Point-per-instance localization data
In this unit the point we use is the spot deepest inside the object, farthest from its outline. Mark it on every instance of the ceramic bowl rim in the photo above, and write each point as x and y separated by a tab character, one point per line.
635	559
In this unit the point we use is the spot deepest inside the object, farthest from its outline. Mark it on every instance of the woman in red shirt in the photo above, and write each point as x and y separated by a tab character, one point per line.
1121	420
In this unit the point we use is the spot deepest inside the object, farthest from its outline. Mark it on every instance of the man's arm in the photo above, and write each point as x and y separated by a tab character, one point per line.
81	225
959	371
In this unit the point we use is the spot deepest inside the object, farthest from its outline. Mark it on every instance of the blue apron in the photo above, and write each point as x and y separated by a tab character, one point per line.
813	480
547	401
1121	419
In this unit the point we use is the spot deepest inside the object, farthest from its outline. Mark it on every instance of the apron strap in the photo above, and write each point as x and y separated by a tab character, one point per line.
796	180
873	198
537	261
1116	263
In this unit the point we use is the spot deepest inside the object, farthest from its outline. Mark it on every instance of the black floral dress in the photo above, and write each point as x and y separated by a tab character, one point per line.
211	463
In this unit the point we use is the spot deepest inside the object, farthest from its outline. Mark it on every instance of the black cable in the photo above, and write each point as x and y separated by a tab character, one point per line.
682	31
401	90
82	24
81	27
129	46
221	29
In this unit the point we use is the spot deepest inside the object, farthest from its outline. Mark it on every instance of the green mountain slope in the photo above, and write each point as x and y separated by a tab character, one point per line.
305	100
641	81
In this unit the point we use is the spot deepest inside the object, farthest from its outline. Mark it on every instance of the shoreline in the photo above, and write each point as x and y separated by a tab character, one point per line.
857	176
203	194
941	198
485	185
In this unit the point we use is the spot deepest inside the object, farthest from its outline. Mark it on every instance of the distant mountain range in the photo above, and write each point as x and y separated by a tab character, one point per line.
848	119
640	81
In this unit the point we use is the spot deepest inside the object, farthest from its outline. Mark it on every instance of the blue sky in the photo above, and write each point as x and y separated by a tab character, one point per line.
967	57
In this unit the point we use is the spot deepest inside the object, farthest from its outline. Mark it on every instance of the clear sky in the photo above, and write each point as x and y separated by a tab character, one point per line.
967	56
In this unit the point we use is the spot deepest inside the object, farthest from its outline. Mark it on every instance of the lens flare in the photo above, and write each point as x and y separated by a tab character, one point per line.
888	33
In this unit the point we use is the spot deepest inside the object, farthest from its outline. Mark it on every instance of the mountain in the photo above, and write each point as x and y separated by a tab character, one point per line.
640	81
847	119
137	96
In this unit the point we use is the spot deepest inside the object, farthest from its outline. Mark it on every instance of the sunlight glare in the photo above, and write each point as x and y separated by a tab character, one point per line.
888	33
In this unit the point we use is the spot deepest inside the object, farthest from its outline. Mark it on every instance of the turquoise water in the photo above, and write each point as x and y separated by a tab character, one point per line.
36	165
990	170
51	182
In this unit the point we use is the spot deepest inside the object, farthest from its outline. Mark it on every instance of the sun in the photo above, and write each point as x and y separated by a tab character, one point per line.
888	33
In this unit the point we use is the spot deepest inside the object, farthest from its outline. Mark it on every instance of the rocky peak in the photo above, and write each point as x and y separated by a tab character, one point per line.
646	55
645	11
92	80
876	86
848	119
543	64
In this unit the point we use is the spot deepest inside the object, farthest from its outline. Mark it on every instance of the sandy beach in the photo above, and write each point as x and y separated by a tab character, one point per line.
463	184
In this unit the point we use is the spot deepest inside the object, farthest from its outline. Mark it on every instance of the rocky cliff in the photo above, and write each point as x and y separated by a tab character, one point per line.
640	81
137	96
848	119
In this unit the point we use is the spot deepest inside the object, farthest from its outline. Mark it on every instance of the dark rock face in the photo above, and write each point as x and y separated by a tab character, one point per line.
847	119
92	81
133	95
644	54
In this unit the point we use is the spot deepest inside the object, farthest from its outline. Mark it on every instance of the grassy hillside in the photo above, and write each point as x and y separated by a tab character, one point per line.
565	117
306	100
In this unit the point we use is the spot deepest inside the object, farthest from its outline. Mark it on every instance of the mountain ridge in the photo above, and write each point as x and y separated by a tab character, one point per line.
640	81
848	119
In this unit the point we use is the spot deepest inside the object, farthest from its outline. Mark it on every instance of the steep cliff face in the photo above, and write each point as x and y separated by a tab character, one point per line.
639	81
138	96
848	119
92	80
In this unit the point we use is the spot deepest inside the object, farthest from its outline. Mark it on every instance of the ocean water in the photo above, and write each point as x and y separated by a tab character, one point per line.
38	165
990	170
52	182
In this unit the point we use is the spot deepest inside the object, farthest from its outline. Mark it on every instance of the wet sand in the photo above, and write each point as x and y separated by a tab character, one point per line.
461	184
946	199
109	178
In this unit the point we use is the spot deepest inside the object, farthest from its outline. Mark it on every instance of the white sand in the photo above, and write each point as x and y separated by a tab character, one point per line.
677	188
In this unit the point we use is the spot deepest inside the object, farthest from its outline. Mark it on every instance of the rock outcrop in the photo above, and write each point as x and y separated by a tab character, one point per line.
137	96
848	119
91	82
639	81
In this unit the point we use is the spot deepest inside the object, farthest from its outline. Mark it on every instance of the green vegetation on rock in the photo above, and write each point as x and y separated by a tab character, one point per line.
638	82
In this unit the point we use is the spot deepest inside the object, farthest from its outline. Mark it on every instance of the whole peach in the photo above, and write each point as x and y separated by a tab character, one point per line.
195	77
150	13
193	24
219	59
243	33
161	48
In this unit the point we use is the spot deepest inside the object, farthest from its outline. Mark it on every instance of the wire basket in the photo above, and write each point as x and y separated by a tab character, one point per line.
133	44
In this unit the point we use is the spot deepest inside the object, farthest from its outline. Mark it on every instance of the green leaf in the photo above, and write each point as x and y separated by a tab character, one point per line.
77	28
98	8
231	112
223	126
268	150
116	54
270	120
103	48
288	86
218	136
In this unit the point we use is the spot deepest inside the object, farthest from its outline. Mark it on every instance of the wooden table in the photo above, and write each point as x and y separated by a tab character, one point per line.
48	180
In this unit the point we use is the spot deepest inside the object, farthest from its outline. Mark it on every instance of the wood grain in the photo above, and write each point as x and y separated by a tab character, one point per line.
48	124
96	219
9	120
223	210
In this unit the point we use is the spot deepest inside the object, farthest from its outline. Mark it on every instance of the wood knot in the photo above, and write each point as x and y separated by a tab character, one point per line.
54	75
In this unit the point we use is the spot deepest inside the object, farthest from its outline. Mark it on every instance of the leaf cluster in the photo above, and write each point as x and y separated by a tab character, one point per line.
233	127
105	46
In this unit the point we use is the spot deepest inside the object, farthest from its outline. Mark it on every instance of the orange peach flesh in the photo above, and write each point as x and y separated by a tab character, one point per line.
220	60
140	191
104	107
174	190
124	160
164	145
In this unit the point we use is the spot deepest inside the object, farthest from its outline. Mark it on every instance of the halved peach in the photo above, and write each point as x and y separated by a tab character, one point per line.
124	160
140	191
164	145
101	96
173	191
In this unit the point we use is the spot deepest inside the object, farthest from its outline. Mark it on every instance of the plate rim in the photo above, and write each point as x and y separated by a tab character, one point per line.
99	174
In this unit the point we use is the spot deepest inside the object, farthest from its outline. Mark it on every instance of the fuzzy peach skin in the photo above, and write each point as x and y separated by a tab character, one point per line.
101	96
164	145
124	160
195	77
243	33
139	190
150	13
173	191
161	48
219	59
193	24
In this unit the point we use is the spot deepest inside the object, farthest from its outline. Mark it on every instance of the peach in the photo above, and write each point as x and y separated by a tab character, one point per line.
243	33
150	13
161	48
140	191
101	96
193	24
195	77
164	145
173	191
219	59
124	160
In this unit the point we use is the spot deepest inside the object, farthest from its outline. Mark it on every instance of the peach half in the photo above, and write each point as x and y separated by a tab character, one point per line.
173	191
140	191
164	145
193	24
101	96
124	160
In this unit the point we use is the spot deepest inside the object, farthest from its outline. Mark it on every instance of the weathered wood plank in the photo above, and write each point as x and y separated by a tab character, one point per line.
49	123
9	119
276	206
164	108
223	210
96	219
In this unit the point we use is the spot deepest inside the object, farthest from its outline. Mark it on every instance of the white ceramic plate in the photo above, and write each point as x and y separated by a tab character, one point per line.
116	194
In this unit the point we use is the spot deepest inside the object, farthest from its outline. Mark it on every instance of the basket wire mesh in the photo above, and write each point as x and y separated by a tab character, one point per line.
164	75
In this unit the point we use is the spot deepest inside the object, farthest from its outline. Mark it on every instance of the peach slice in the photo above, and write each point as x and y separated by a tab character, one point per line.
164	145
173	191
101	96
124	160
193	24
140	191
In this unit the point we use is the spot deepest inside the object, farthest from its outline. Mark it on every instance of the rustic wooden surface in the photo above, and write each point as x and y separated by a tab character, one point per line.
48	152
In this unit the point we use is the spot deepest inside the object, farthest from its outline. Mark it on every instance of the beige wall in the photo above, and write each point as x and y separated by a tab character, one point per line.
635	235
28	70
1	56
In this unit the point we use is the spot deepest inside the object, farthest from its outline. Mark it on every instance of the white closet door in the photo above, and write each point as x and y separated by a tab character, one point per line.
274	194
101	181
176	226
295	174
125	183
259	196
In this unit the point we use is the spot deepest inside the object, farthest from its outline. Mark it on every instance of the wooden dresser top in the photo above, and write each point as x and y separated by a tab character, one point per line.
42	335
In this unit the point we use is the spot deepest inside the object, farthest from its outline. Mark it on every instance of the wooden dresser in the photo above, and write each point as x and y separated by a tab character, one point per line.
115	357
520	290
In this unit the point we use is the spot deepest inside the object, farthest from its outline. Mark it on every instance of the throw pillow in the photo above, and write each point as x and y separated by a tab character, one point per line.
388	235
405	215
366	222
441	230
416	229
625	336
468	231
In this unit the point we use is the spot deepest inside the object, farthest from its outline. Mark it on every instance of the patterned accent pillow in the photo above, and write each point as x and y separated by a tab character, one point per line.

> Work instructions: Starting at the line that contains "wooden dresser in", write out every line through the end of the entries, exactly and with nothing added.

> Task solution:
In this unit the point we use is the spot deepest inside the object, farthest from its outline. Mark it on every instance of the wooden dresser in the photo above, and write each point as x and y separated by a tab character, one point per line.
115	357
520	290
In this unit the point we use is the spot deepest inside the object, farthest from its outline. Mark it on every instance of the throw pillow in the photo above, and write each point as x and y separated by a tab character, one point per line.
388	235
405	215
366	222
441	230
416	229
625	336
468	231
In this unit the point we use is the spot deepest inside the object, farthest from its outline. Mark it on every instance of the patterned accent pillow in the photo above, and write each point as x and y separated by a tab character, one point per line.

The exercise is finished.